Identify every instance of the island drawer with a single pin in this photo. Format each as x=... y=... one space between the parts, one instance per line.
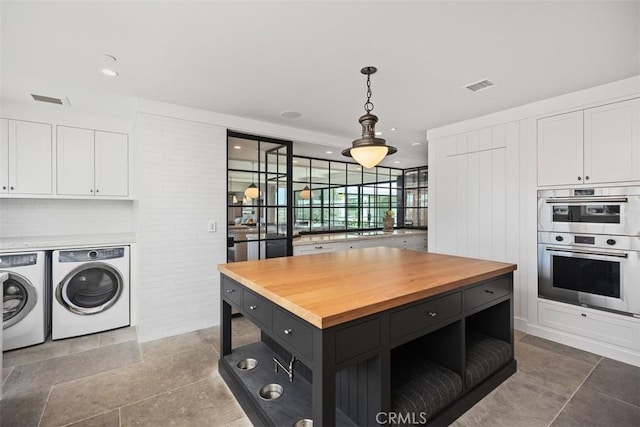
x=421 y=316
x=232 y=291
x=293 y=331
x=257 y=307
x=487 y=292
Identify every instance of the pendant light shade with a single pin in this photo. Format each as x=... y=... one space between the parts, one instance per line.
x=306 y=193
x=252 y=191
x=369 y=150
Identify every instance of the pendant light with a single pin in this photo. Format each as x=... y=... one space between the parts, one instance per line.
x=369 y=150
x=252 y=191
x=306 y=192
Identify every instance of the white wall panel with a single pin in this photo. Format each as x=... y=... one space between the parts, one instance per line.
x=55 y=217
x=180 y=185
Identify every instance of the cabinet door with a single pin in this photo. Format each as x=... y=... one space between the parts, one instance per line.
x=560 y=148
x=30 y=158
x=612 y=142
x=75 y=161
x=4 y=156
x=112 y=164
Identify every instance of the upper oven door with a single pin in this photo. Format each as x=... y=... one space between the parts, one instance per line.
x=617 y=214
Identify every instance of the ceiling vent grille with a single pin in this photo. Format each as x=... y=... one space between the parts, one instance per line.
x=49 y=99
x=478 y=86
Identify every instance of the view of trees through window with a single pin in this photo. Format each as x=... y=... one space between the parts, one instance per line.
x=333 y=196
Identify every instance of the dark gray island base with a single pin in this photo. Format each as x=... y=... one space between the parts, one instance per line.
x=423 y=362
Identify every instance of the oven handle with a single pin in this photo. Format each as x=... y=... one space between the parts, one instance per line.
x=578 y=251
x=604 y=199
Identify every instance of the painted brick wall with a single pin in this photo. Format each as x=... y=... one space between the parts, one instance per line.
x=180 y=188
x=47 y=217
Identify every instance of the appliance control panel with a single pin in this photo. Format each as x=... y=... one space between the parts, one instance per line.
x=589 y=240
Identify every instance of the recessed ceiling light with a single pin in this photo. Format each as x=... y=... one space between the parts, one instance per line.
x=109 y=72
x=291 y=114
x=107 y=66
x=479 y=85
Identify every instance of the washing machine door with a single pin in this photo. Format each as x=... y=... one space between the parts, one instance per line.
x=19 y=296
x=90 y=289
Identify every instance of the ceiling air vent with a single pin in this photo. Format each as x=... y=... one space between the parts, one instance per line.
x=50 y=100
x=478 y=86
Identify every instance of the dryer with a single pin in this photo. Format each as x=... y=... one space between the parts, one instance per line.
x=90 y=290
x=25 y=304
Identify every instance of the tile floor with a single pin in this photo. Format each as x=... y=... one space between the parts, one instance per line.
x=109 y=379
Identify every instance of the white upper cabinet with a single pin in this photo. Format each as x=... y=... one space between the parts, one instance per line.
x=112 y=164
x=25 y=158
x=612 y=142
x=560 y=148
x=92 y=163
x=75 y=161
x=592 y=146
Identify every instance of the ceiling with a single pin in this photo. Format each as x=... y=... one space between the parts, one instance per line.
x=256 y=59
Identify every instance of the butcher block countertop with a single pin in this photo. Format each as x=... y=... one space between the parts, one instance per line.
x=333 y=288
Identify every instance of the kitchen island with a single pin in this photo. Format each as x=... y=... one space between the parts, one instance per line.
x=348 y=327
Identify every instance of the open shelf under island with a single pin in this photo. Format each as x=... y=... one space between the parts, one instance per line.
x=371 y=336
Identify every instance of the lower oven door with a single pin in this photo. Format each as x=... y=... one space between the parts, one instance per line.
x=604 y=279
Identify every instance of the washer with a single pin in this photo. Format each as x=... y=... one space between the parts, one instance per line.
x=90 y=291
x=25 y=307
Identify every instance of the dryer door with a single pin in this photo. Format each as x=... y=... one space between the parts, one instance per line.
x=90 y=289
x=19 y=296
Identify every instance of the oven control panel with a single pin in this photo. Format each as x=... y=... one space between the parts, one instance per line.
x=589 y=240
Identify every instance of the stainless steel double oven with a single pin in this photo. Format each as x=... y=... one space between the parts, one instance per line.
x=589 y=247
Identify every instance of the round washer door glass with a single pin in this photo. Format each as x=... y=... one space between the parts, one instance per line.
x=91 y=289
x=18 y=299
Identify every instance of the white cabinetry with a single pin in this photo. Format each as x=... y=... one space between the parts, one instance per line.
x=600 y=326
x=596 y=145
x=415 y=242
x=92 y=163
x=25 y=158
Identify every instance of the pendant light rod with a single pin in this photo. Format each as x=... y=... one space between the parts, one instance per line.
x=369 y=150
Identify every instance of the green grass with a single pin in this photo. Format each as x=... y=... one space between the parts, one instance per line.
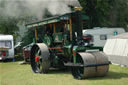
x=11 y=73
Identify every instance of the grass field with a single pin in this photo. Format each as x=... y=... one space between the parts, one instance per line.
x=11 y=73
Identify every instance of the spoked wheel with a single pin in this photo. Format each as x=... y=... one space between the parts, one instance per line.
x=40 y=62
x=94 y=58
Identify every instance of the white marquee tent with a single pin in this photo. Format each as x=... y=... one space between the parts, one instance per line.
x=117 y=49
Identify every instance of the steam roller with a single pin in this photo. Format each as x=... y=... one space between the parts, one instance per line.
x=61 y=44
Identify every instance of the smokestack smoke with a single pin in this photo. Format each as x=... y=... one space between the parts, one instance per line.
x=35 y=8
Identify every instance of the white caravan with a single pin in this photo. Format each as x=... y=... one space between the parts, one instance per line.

EXERCISE BRIEF
Can you copy every line of the records above verbatim, leaving out the pictures?

RESULT
Identify every instance of the island drawer with a single pin in this photo. Format each as x=... y=... one space between the parts, one instance per line.
x=421 y=316
x=232 y=291
x=293 y=331
x=257 y=307
x=487 y=292
Identify every instance of the pendant light shade with a single pin in this photo. Format each as x=... y=... one space between the parts, one instance per line.
x=306 y=193
x=252 y=191
x=369 y=150
Identify every instance of the pendant light with a single pin in this photo. Format each as x=... y=... one space between the parts, one instance per line.
x=369 y=150
x=252 y=191
x=306 y=192
Identify every instance of the white wall panel with a single pin in this photo. Format each as x=... y=... one space between the parts, one instance per line.
x=55 y=217
x=180 y=185
Identify every instance of the cabinet door with a single pin in this photo. Format each as x=... y=... one space between the parts, one instance per line.
x=560 y=148
x=30 y=158
x=612 y=142
x=75 y=161
x=4 y=156
x=112 y=164
Identify every instance of the upper oven door with a single pin in this photo. Format each as x=... y=... one space between the parts, one instance per line.
x=617 y=214
Identify every instance of the ceiling vent grille with a single pin in this photo. Format each as x=... y=... one space between the parts, one instance per line.
x=49 y=99
x=478 y=86
Identify every instance of the view of trees through window with a single pin in this photo. Format each as x=... y=... one space between the parts, one instance per line.
x=333 y=196
Identify every instance of the dark gray island base with a single pin in this photo. Format each as x=... y=... one space between the parts, one instance per line.
x=423 y=362
Identify every instance of the oven handle with a single pin in this photo. Format each as x=... y=... one space between the parts, one instance per line.
x=578 y=251
x=604 y=199
Identify every instance of the painted brick wall with a single pin in this photo. Format each as x=... y=... one space between the parts, one instance per line.
x=180 y=188
x=47 y=217
Identify every instance of the appliance control panel with a single pin in this photo. Format each as x=... y=... one space between the parts, one instance per line.
x=589 y=240
Identify every instance of the recessed ceiling light with a single pin in this photo. Format each as x=... y=... one space between the parts, one instance per line.
x=109 y=72
x=291 y=114
x=107 y=66
x=479 y=85
Identify every instance of the washing machine door with a single pin in this photo. Format each as x=... y=... one space between the parts, one instance per line.
x=19 y=296
x=90 y=289
Identify every instance of the ceiling air vent with a single pin in this photo. Format each as x=... y=... one space between the parts, one instance per line.
x=50 y=100
x=478 y=86
Identify every instance of the dryer with a single pin in this photo. Format each as x=... y=... one space between the parts, one instance per line.
x=90 y=290
x=25 y=304
Identify every instance of the tile floor with a single pin in this photo. Format each as x=... y=... one space between the parts, one instance per line.
x=109 y=379
Identify every instance of the white upper cabinet with a single pin in this photo. Format each as x=... y=... one space between the parts, one instance per line.
x=112 y=164
x=25 y=158
x=612 y=142
x=560 y=148
x=92 y=163
x=75 y=161
x=592 y=146
Identify every instance of the ceiling with a single pin in this photo. Format each as x=... y=... one space between the parts, one instance per line.
x=256 y=59
Identify every instance of the butcher block countertop with a single pin in this photo. Format each as x=... y=... one space between the parts, one instance per line.
x=333 y=288
Identify every instance of the kitchen island with a single pin in this photo. Format each as x=... y=... one space between the parts, one instance per line.
x=348 y=327
Identify every instance of the open shelf under island with a single pin in this photo. Format each as x=... y=... one space between the parts, one instance per line.
x=371 y=336
Identify every instance of the lower oven door with a single pin in this photo. Format each as x=... y=... one space between the parts, one instance per line.
x=604 y=279
Identify every instance of the washer with a single pin in this photo. Format each as x=... y=... one space between the parts, one instance per line.
x=90 y=291
x=25 y=307
Identify every instance of the dryer door with a single pin in this photo. Format each as x=... y=... one space between the parts, one instance per line.
x=90 y=289
x=19 y=296
Identify every instance of the oven control panel with a single pin in this photo. Format each as x=... y=... one space between the parts, one instance per line.
x=589 y=240
Identify every instance of the stainless steel double oven with a single pin in this photo. Format each as x=... y=... one space between the parts, one instance per line.
x=589 y=247
Identify every instance of the round washer door glass with a single pin in this photo. Format each as x=... y=... one space between the parts, one instance per line.
x=91 y=289
x=18 y=299
Identify every instance of the white cabinetry with a single pin in this photo. Format each as x=... y=... one space between the parts, one instance per line.
x=600 y=326
x=596 y=145
x=415 y=242
x=92 y=163
x=25 y=158
Identify every instance of the pendant light rod with a single pin in this photo. Format each as x=... y=... one space between the parts, one instance per line.
x=369 y=150
Identify every instance of the green grass with a single pin in this photo. Format each as x=... y=... one space between the parts, one instance per line.
x=11 y=73
Identify every instance of the grass field with a single pin in this photo. Format each as x=... y=... one space between the parts, one instance per line.
x=11 y=73
Identify every instance of the spoked wheel with a single pin in this photo. Format each as x=... y=... one space between the parts, one instance per line.
x=40 y=62
x=94 y=58
Identify every instance of the white marquee tent with a single pin in this photo. Format each as x=... y=... one space between the parts, one instance per line.
x=117 y=49
Identify every instance of the steam roller with a single pin in this photo. Format each as x=... y=... one space between the parts, one instance per line.
x=61 y=44
Identify every instance of the smokestack smoke with a single pin in this photo. Format each as x=... y=... one space between the parts, one instance per line.
x=35 y=8
Identify every instance of the white caravan with a single pin in this photo. Format each as x=... y=... one space between the parts, one instance per line.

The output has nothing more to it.